ACTION ITEM A: According to the article on enterprise smartphone security, what does the Gramm-Leach-Bliley Act require?
ACTION ITEM B: In the article on enterprise smartphone security, turn the paragraph beginning "Corporations need to determine" into a short bulleted list that keeps its main facts.

TEXT EXCERPT:
<<<<
With smartphones gaining traction in the consumer world, it’s easy to forget that handsets are simply mini computers that could contain sensitive data about business contacts and inter-office electronic communication.
In addition to putting in place a procurement policy that includes checks and balances for who gets what type of wireless device and plan, as well as a usage policy to make sure employees aren’t overusing mobile services for personal use, implementing a solid security policy is also essential, said Pankaj “PJ” Gupta, founder and CEO of Amtel (News - Alert), a company that helps enterprises to rein in wireless management expenses and improve productivity.
“Corporations need to determine if their sector needs to comply with regulations of their governing bodies,” said Gupta. For example, hospital IT staff should check to make sure wireless management security policies set forth comply with the privacy regulations outlined in HIPAA (Health Insurance Portability and Accountability Act). The financial industry needs to keep tabs on laws like the Gramm-Leach-Bliley Act (GLBA), which requires U.S. financial institutions to protect customer confidentiality.
“Depending on their requirements, organizations would decide various aspects of security policy,” Gupta said.
>>>>
Extracted data entries:
<<<<
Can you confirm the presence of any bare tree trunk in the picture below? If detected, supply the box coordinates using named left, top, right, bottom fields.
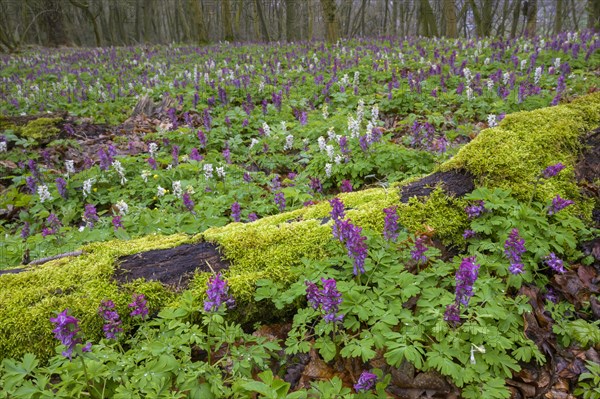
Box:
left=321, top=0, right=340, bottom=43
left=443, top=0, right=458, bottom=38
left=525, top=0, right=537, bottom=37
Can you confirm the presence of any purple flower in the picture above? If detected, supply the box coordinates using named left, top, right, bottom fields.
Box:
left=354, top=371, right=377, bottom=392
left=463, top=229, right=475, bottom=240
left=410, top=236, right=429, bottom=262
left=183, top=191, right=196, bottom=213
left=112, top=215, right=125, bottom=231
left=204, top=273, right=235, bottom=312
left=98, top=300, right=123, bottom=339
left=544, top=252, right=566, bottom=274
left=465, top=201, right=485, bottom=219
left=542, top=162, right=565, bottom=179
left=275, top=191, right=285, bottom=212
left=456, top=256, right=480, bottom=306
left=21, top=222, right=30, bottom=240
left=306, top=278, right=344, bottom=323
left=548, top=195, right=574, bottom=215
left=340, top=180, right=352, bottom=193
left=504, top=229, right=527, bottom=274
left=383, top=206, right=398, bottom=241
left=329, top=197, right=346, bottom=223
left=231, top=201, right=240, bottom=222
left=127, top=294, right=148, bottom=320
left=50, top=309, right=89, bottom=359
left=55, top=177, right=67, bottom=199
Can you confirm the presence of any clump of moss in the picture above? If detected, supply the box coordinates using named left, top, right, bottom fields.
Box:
>>>>
<<<<
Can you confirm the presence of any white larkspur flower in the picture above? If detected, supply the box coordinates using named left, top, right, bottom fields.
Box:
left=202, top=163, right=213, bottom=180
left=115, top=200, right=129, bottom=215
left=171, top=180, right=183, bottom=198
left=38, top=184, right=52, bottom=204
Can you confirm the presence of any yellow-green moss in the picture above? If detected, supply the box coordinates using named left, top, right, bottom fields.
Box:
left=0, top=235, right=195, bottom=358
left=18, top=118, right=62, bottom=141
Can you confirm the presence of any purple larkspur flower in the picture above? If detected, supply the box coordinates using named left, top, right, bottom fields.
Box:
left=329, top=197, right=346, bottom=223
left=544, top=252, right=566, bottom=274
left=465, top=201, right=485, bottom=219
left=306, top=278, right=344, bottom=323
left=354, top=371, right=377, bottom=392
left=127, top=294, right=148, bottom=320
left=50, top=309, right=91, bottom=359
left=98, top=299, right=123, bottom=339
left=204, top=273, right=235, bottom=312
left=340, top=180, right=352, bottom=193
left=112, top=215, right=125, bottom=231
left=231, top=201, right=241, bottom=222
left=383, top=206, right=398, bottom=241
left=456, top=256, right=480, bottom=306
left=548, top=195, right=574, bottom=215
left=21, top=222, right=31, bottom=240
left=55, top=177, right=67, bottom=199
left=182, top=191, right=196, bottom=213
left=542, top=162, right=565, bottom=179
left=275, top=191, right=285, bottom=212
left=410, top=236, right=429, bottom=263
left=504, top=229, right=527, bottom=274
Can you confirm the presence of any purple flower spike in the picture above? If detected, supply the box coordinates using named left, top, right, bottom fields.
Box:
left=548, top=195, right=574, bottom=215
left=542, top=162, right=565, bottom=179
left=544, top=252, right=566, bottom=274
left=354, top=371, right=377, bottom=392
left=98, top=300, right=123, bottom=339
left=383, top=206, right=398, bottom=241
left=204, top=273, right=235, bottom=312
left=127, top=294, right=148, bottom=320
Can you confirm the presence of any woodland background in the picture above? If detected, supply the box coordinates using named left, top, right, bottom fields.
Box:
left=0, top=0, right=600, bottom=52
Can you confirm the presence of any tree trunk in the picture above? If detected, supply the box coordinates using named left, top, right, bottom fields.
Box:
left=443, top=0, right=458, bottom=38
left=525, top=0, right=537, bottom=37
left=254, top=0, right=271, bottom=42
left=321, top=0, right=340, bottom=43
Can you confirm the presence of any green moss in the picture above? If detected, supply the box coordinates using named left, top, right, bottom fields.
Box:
>>>>
WRITTEN ANSWER A: It requires U.S. financial institutions to protect customer confidentiality.

WRITTEN ANSWER B:
- Gupta says corporations need to determine whether their sector must comply with regulations of their governing bodies.
- Hospital IT staff should make sure their wireless management security policies comply with HIPAA privacy regulations.
- The financial industry needs to keep tabs on laws like GLBA, which requires U.S. financial institutions to protect customer confidentiality.